**REQUIRED ACTION:**
Report how many lines in the records below contain the word "green". Nothing else belongs in the answer.

**MATERIAL SUPPLIED:**
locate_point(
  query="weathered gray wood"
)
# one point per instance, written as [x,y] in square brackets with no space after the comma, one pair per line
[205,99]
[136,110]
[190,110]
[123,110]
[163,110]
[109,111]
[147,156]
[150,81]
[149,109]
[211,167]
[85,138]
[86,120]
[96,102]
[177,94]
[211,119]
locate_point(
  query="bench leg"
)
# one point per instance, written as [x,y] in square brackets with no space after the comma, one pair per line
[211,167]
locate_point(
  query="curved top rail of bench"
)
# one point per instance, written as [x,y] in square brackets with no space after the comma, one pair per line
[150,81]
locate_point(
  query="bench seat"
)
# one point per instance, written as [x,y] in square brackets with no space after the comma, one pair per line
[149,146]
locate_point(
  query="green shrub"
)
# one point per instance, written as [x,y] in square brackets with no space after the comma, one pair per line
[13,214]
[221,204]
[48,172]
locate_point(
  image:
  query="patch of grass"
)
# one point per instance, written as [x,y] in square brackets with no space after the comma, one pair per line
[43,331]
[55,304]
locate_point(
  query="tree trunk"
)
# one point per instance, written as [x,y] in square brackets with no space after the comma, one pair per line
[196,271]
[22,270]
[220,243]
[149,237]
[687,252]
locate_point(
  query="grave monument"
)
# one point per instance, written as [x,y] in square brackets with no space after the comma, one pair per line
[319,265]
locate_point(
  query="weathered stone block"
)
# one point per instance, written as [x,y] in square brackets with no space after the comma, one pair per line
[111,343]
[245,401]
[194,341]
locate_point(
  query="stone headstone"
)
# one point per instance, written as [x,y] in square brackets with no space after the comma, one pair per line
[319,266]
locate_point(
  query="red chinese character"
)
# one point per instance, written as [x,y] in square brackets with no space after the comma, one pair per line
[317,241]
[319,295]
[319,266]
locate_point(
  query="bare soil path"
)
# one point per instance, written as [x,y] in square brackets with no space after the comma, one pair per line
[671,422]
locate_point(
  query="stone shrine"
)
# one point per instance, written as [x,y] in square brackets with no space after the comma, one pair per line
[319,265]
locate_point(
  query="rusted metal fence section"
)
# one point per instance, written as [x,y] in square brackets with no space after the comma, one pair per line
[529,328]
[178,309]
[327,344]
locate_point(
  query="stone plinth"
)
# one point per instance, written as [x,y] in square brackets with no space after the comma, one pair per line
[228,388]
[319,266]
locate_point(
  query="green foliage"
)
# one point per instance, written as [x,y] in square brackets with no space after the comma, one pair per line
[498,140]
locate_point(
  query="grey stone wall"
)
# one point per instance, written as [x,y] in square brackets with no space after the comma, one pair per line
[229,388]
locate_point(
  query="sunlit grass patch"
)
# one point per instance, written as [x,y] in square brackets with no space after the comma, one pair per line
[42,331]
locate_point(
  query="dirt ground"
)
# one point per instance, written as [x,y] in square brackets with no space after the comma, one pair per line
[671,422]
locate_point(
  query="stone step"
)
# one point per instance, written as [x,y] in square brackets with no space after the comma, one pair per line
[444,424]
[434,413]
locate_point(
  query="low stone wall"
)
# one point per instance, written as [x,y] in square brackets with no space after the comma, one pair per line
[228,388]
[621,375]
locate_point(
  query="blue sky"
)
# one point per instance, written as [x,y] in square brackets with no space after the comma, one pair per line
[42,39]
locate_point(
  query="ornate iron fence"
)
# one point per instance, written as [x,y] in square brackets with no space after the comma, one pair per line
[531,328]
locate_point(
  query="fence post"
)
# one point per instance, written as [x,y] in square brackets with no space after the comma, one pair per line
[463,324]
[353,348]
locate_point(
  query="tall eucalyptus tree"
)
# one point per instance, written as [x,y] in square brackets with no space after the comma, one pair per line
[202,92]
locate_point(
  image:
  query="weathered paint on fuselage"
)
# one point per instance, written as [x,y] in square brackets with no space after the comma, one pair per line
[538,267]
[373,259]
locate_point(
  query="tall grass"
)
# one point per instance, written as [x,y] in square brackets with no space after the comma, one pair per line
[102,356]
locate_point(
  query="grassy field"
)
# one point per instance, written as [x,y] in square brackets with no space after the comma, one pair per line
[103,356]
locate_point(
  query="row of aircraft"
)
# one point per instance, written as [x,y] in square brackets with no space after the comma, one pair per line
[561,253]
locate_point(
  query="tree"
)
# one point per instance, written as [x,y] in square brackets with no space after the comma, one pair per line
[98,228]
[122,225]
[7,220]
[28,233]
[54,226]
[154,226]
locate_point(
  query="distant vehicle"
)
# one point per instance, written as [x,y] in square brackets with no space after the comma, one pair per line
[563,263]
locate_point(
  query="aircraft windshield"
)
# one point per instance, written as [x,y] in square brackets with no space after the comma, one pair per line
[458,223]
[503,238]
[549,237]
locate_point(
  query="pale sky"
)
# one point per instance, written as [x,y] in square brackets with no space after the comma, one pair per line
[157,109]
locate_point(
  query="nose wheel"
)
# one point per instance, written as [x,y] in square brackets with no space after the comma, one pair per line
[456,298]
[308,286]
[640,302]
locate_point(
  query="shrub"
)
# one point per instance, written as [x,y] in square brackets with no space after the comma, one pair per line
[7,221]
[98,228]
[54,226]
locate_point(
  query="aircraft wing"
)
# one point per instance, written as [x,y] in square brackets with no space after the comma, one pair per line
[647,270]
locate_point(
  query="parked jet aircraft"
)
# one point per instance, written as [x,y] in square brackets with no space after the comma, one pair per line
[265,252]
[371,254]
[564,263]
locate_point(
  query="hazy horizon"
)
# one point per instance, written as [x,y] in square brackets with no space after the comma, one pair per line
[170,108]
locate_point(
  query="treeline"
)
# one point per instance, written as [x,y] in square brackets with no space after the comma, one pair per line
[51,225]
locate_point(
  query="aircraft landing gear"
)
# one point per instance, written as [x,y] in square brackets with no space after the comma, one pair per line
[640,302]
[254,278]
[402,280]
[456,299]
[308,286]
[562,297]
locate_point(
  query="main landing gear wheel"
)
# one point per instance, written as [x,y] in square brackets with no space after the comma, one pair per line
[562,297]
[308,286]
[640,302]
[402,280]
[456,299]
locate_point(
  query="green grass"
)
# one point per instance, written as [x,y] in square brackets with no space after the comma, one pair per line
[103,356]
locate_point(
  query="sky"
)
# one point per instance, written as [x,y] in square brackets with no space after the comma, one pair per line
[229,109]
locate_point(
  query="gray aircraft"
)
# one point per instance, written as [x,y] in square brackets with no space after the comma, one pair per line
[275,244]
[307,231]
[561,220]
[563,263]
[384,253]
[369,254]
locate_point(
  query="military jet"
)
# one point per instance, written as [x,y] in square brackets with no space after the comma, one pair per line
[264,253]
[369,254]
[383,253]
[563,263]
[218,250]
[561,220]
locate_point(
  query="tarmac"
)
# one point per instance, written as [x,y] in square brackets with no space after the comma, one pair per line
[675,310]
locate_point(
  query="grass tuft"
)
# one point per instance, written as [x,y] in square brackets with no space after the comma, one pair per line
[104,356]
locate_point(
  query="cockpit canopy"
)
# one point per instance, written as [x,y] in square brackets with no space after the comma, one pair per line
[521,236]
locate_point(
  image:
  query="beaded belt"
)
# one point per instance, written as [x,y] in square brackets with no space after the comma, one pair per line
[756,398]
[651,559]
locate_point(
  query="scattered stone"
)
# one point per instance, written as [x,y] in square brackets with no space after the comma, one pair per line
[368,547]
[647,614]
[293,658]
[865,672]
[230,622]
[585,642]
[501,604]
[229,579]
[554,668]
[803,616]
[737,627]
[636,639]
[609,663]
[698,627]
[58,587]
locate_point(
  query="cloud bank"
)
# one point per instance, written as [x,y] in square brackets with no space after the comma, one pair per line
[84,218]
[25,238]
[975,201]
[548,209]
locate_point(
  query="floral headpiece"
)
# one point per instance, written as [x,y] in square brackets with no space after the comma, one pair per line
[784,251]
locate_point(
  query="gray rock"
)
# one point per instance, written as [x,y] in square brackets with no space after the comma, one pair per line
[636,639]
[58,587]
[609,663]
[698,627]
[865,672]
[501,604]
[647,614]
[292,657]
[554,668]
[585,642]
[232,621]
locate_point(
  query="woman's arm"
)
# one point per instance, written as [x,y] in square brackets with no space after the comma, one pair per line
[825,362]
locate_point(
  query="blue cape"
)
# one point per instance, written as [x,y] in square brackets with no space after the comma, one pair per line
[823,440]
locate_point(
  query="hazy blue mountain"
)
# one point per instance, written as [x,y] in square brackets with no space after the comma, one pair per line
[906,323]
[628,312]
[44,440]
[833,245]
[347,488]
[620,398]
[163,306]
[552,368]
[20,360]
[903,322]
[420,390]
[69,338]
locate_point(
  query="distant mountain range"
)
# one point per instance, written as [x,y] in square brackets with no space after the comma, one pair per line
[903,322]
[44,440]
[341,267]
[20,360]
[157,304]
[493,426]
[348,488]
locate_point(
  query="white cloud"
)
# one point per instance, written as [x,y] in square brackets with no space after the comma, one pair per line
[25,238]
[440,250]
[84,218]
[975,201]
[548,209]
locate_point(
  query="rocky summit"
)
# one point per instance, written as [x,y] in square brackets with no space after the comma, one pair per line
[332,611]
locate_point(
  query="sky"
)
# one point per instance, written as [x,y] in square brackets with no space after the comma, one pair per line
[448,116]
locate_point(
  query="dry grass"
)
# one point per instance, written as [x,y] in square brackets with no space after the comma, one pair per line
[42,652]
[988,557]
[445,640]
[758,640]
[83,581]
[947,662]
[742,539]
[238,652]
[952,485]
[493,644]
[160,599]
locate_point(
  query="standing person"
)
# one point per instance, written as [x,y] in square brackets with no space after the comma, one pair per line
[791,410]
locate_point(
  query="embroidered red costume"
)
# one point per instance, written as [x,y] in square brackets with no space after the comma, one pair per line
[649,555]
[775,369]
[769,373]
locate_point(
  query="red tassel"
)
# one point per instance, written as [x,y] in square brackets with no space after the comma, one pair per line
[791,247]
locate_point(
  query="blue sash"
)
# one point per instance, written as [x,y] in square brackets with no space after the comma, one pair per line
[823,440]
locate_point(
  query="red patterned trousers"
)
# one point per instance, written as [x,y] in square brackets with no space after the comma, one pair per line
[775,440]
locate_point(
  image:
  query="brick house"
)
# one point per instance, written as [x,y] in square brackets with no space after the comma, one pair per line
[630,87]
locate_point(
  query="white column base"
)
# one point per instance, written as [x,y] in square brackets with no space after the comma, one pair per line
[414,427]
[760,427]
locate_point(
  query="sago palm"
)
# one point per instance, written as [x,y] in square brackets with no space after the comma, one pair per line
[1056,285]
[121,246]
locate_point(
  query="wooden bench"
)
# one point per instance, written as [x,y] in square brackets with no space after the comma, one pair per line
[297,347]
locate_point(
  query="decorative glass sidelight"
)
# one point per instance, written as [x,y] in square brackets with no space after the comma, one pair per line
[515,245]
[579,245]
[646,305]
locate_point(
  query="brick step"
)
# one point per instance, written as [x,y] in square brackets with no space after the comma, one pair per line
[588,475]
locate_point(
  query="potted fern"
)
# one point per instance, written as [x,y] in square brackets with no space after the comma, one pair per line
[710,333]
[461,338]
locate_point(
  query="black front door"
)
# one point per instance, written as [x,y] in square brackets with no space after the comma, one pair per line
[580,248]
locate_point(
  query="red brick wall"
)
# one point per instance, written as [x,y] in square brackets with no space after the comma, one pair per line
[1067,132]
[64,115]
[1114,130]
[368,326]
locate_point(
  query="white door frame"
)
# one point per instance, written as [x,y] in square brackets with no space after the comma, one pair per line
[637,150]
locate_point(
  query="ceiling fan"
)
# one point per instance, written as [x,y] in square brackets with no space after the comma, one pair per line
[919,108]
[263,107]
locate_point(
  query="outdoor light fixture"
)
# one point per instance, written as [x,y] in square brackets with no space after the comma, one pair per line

**RESULT OF THE EXERCISE:**
3